*SET EXERCISE A*.
Arrange the records from the line with "Tag the white-spectacled" to the line with "point(589, 296)", both ends included, as a two-column CSV with the columns input and output. Give one row per entry, with its wording and its answer each in one quoted field and line breaks replaced by spaces.

I had watched hundreds of movies before but never one so striking or bewildering. Contempt was, incomparably, the most beautiful color film I had ever seen. Every frame of Raoul Coutard’s cinematography—rigorous wide-screen compositions filled with bold splashes of primary hues—was as arresting as the slides I had studied in college art-history courses. What impressed me even more was that Contempt dealt with ideas rather than conventional storytelling. Its content puzzled me, posing a challenge I could not shuck. Each day for the next week, I returned to that theater to figure out what Godard was saying and, in the process, took the first unwitting steps toward becoming a movie reviewer.

Like most demanding films, Contempt opened to largely hostile reviews (Andrew Sarris was the notable exception) and quickly disappeared. It served as a lightning rod for philistine deprecation. Stanley Kauffman: “Those interested in Brigitte Bardot’s behind—in Cinemascope and color—will find ample rewards in Contempt….Godard has nothing to say here that could not have been done in about three minutes.” John Simon: “[I]t is portentous without having anything to say, improvisatory without imagination, full of esoteric references without relevance and in-group allusions without interest….Until we get an article from Miss Sontag proclaiming Contempt a near-masterpiece, we shall have to consider it trash.”

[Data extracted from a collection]

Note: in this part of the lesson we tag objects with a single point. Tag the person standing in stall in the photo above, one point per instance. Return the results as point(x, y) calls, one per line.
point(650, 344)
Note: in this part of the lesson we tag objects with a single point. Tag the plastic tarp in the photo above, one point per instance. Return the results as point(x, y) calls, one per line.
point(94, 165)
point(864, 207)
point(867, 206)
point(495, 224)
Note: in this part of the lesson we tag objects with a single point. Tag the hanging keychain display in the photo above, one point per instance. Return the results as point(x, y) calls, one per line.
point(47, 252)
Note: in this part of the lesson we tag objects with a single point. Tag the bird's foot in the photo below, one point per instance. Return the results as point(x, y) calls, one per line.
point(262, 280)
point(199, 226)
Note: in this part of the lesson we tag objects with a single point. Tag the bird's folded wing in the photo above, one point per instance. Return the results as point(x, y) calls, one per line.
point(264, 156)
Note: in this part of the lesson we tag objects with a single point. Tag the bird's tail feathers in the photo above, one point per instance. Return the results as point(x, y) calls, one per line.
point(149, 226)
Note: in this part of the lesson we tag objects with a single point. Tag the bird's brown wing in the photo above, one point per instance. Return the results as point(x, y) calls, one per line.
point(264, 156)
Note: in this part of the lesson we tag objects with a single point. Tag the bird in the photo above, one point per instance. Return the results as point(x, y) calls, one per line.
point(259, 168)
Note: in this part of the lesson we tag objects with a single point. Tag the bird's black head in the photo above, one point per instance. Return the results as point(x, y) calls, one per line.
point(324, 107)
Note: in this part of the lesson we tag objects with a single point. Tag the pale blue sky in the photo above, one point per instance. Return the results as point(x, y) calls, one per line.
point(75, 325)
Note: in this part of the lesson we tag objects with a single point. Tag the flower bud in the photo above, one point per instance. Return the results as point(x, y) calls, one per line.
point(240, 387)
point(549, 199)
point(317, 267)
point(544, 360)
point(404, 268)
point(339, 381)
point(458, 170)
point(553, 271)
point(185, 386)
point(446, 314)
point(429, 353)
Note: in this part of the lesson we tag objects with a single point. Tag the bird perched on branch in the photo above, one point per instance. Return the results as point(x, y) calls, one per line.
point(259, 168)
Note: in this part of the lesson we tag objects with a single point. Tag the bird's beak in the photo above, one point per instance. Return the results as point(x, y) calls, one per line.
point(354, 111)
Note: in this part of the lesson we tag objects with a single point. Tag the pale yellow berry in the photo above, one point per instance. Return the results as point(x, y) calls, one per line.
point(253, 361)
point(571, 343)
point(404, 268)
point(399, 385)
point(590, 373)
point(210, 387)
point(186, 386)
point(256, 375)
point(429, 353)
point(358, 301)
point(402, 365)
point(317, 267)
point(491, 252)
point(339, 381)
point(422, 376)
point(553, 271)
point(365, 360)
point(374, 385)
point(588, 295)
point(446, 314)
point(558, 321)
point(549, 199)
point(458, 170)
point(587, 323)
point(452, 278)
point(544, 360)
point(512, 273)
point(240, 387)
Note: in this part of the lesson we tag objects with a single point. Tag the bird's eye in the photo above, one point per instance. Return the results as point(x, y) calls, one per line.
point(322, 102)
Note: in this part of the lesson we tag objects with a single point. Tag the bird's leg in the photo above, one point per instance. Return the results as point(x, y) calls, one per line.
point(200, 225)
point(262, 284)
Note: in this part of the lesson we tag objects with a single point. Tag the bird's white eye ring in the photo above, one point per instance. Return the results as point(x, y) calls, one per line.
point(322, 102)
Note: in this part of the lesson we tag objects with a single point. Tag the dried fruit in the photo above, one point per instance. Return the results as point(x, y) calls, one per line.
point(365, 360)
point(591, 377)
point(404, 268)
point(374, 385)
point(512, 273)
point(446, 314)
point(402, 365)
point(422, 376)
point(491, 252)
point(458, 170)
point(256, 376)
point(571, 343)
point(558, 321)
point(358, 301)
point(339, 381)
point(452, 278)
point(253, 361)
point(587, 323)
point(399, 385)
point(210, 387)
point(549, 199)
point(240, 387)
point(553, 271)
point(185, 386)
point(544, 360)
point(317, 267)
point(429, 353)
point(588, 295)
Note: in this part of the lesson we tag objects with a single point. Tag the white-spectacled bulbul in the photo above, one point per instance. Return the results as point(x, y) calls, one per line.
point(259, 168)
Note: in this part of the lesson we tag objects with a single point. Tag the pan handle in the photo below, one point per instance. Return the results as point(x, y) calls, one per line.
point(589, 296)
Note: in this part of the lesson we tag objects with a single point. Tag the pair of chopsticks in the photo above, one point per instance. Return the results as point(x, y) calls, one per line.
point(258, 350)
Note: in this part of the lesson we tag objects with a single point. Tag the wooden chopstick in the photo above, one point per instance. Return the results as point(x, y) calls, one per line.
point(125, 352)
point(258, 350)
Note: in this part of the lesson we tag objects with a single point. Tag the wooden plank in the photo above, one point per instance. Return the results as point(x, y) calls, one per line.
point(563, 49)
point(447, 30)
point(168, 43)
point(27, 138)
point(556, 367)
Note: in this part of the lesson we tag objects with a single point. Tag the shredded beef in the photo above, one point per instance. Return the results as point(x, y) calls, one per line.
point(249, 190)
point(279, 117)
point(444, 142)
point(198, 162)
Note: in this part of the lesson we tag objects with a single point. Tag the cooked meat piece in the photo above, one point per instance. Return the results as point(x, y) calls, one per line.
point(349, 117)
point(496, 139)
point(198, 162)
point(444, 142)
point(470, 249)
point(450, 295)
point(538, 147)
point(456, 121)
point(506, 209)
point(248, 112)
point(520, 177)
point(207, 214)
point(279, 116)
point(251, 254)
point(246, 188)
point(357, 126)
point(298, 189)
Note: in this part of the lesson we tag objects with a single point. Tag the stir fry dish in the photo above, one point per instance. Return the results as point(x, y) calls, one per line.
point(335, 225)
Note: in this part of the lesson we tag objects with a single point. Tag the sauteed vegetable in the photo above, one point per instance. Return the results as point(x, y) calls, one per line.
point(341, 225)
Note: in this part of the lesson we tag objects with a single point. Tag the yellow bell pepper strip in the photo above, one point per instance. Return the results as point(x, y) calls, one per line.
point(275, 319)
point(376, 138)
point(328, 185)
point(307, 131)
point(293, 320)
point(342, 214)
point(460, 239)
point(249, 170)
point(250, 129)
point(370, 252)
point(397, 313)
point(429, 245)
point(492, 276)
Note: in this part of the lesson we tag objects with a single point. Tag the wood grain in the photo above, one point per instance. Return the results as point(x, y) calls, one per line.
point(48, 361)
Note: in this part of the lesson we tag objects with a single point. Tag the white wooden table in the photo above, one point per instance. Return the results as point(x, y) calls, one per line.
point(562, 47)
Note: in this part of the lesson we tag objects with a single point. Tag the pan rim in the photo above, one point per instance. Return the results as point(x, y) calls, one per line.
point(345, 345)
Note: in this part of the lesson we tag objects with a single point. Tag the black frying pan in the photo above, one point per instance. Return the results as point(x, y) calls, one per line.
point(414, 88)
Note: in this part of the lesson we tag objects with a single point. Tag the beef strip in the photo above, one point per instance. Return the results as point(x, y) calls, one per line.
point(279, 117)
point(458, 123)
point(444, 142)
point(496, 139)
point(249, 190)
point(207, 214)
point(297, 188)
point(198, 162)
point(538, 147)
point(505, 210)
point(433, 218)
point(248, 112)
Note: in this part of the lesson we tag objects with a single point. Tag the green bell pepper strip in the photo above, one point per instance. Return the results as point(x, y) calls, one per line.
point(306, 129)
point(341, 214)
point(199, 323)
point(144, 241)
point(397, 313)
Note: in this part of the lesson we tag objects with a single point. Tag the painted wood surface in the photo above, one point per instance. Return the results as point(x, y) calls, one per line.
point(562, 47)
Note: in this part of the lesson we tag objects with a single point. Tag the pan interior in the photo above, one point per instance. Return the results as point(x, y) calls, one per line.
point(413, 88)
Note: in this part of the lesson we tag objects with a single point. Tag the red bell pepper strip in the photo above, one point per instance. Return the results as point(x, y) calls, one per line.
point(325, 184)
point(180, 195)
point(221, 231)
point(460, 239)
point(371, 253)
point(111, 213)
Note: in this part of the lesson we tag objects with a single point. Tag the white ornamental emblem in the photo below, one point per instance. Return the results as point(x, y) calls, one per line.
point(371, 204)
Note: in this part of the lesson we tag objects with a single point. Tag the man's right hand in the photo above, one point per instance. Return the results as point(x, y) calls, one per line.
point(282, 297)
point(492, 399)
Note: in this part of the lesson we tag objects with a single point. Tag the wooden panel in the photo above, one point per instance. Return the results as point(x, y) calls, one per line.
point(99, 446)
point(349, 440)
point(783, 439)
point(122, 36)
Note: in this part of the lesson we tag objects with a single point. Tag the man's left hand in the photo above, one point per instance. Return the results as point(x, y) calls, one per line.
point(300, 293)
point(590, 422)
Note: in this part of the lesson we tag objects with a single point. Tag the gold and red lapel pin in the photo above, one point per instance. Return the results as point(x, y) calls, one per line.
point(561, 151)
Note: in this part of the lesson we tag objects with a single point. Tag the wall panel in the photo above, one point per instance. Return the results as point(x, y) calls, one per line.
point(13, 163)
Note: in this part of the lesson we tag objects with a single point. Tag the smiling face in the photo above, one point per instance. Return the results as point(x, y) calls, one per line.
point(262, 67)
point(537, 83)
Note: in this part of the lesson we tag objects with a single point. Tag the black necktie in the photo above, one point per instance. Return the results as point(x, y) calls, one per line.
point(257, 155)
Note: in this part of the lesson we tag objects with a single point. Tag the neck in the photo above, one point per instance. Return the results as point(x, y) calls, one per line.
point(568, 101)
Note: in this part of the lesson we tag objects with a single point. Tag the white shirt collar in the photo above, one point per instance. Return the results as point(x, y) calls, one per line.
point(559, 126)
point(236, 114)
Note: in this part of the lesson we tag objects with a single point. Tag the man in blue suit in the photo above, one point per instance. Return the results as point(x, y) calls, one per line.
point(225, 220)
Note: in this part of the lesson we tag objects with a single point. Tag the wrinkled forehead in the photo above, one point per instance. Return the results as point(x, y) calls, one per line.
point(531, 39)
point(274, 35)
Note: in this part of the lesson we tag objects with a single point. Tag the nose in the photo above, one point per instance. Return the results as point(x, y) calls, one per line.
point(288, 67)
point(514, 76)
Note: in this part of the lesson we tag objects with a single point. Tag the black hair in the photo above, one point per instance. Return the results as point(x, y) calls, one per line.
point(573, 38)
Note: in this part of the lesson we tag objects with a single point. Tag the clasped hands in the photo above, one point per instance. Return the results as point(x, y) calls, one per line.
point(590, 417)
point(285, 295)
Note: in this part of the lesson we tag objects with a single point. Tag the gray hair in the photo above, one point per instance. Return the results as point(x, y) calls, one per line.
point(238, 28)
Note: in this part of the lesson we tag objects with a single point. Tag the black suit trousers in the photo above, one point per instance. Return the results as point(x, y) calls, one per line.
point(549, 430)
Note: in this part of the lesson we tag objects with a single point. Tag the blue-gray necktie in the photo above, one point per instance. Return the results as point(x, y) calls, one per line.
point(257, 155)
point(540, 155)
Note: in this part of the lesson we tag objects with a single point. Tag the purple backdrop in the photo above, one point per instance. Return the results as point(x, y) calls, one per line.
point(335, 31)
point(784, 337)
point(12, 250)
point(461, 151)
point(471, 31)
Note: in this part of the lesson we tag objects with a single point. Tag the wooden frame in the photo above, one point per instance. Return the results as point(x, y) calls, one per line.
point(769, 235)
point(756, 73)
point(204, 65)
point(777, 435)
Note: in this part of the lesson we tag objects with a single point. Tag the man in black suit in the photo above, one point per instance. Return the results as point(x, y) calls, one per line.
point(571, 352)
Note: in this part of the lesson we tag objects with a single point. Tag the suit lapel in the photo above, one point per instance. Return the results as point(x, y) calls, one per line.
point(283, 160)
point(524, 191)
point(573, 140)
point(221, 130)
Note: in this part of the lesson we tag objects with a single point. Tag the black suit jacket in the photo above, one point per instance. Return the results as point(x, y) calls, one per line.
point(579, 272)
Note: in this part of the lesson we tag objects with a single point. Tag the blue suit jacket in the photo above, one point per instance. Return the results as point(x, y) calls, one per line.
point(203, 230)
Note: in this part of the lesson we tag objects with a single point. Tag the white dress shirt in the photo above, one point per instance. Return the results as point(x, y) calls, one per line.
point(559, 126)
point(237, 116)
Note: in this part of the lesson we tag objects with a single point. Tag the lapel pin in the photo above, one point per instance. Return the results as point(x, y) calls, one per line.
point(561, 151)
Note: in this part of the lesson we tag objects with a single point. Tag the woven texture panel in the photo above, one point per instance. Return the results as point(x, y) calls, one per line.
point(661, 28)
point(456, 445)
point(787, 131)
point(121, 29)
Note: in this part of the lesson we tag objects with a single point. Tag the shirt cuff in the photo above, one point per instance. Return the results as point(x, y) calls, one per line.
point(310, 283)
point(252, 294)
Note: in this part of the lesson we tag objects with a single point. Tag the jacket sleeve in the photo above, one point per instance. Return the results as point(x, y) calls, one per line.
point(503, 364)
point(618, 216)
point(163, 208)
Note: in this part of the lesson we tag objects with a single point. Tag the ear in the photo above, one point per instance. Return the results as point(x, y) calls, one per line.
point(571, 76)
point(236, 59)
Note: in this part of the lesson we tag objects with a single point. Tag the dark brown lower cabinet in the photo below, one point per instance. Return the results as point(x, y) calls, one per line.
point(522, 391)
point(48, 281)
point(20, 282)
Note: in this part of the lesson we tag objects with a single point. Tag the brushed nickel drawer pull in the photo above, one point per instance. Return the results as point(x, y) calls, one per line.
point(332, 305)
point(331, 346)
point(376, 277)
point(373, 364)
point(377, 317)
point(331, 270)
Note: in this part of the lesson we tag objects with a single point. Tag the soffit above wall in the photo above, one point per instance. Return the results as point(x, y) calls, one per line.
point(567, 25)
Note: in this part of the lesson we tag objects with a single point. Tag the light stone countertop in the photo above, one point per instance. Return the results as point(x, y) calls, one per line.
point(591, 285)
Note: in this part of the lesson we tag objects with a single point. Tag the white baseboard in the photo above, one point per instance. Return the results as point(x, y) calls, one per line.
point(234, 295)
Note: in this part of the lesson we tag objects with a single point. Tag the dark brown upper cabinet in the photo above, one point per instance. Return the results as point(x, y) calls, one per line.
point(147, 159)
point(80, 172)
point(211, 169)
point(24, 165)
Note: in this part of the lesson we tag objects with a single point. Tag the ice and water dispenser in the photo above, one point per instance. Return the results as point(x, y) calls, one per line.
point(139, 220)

*SET EXERCISE B*.
Set down the passage of the text on Contempt from "I had watched" to "a movie reviewer." word for word.

*CORRECT ANSWER A*.
input,output
"Note: in this part of the lesson we tag objects with a single point. Tag the white-spectacled bulbul in the photo above, one point per instance. Return the results as point(x, y) calls, one per line.","point(259, 168)"
"Note: in this part of the lesson we tag objects with a single point. Tag the pan handle in the photo below, one point per instance. Return the results as point(x, y) calls, one per line.","point(589, 296)"

*CORRECT ANSWER B*.
I had watched hundreds of movies before but never one so striking or bewildering. Contempt was, incomparably, the most beautiful color film I had ever seen. Every frame of Raoul Coutard’s cinematography—rigorous wide-screen compositions filled with bold splashes of primary hues—was as arresting as the slides I had studied in college art-history courses. What impressed me even more was that Contempt dealt with ideas rather than conventional storytelling. Its content puzzled me, posing a challenge I could not shuck. Each day for the next week, I returned to that theater to figure out what Godard was saying and, in the process, took the first unwitting steps toward becoming a movie reviewer.